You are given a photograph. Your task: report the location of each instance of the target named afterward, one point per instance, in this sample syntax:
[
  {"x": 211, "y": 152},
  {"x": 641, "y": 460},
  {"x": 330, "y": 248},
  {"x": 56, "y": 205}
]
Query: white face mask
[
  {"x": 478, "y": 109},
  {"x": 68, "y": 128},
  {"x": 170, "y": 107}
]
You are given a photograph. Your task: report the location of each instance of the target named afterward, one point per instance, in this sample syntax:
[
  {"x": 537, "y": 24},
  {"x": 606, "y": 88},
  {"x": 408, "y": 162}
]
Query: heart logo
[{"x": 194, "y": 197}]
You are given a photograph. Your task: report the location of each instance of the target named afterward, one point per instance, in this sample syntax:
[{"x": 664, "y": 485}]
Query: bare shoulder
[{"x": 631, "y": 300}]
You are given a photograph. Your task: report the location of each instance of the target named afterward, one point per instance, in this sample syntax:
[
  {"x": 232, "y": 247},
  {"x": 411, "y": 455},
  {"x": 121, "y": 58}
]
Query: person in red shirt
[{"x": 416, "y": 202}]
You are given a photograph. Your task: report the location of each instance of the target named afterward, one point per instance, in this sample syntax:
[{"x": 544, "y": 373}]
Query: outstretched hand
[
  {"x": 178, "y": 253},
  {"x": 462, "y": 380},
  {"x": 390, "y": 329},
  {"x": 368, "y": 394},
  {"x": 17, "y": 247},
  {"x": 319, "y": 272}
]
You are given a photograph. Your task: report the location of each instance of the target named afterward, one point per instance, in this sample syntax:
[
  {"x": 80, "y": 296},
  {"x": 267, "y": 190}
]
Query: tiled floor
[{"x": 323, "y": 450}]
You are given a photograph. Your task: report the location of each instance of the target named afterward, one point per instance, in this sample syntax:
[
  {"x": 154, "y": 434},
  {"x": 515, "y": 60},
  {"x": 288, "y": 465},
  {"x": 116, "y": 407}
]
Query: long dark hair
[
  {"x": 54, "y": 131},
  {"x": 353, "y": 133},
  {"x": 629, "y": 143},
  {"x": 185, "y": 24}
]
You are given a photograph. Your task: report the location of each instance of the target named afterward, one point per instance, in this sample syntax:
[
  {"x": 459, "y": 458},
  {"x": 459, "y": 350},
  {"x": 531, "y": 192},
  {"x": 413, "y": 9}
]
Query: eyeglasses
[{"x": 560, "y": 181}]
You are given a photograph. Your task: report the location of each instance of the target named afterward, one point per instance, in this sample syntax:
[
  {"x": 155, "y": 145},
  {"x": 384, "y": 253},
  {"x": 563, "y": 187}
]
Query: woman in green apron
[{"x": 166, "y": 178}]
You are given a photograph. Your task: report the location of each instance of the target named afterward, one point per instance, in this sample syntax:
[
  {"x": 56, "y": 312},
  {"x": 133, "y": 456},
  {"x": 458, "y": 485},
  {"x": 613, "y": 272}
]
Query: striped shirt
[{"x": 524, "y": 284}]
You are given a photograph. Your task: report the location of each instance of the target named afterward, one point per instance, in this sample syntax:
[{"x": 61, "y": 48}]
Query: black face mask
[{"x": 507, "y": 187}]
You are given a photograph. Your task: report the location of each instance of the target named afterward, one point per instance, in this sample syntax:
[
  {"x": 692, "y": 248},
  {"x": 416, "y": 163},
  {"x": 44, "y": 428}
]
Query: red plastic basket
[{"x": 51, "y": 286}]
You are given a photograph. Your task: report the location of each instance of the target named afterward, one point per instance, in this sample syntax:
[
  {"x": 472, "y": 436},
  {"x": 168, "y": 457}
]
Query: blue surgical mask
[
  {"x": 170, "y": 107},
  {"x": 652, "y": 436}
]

______

Work to be completed → Write out the entries in full, exactly as given.

The result →
You are given a photograph. Your task: report the location of each instance of the target named afterward, one point per instance, in this sample syntax:
[
  {"x": 211, "y": 152},
  {"x": 641, "y": 460},
  {"x": 330, "y": 248},
  {"x": 56, "y": 205}
]
Query: white face mask
[
  {"x": 478, "y": 109},
  {"x": 68, "y": 128},
  {"x": 170, "y": 107}
]
You are given a photograph. Your task: report the location of each instance of the target named afterward, one point per instance, in this sample syntax:
[
  {"x": 537, "y": 24},
  {"x": 606, "y": 88},
  {"x": 408, "y": 162}
]
Query: heart logo
[{"x": 194, "y": 197}]
You are given a photograph. Your task: report the location of each instance of the target named afterward, one point per instance, in this sample syntax:
[{"x": 664, "y": 485}]
Query: bare shoulder
[{"x": 631, "y": 300}]
You are given a photograph. Your task: report the location of each instance of the target named afterward, one point per instance, in this sample syntax:
[
  {"x": 232, "y": 247},
  {"x": 411, "y": 455},
  {"x": 121, "y": 58}
]
Query: person in red shirt
[{"x": 416, "y": 202}]
You are given a photograph. Your task: report the location of each instance of the target named afterward, one point per instance, in this sample syntax:
[{"x": 544, "y": 373}]
Query: outstretched hand
[
  {"x": 178, "y": 253},
  {"x": 462, "y": 380},
  {"x": 390, "y": 329},
  {"x": 368, "y": 394},
  {"x": 17, "y": 247},
  {"x": 319, "y": 272}
]
You are given a photograph. Your task: report the location of each instance of the target named afterward, one point per instance, in this sample syntax:
[
  {"x": 80, "y": 296},
  {"x": 267, "y": 190}
]
Query: tiled floor
[{"x": 323, "y": 450}]
You are given a photograph. Your task: report the location of each instance of the target named afterward, one point per instance, in this sample syntax:
[
  {"x": 154, "y": 434},
  {"x": 515, "y": 60},
  {"x": 288, "y": 465},
  {"x": 116, "y": 407}
]
Query: long dark hair
[
  {"x": 54, "y": 131},
  {"x": 353, "y": 133},
  {"x": 629, "y": 143},
  {"x": 185, "y": 24}
]
You are given a photograph. Your task: report the location of each instance of the target named afterward, one point per instance, in this sample syntax:
[
  {"x": 459, "y": 458},
  {"x": 459, "y": 350},
  {"x": 531, "y": 192},
  {"x": 413, "y": 9}
]
Query: eyeglasses
[{"x": 560, "y": 181}]
You are given a photograph. Your task: report the location of each instance of the target named afterward, one point per instance, in this sample syntax:
[
  {"x": 155, "y": 145},
  {"x": 384, "y": 253},
  {"x": 563, "y": 187}
]
Query: woman in green apron
[{"x": 166, "y": 178}]
You are given a photograph. Your task: report the location of each instance of the target named afterward, one point per instance, in this sample syntax:
[
  {"x": 56, "y": 312},
  {"x": 133, "y": 456},
  {"x": 458, "y": 485},
  {"x": 613, "y": 272}
]
Query: striped shirt
[{"x": 524, "y": 284}]
You are given a photograph. Your task: report the location of each instance of the target named afterward, one point per instance, in this sample syntax:
[{"x": 61, "y": 48}]
Query: black face mask
[{"x": 507, "y": 187}]
You are given a photograph. Your task: report the location of each instance of the target named afterward, one point per instance, in this sample syntax:
[
  {"x": 692, "y": 248},
  {"x": 416, "y": 163},
  {"x": 44, "y": 428}
]
Query: red plastic basket
[{"x": 51, "y": 286}]
You are given a photograph. Your task: report the location of each instance of the target named afterward, one point per instance, in this sample syntax:
[
  {"x": 472, "y": 436},
  {"x": 168, "y": 457}
]
Query: blue surgical mask
[
  {"x": 170, "y": 107},
  {"x": 652, "y": 436}
]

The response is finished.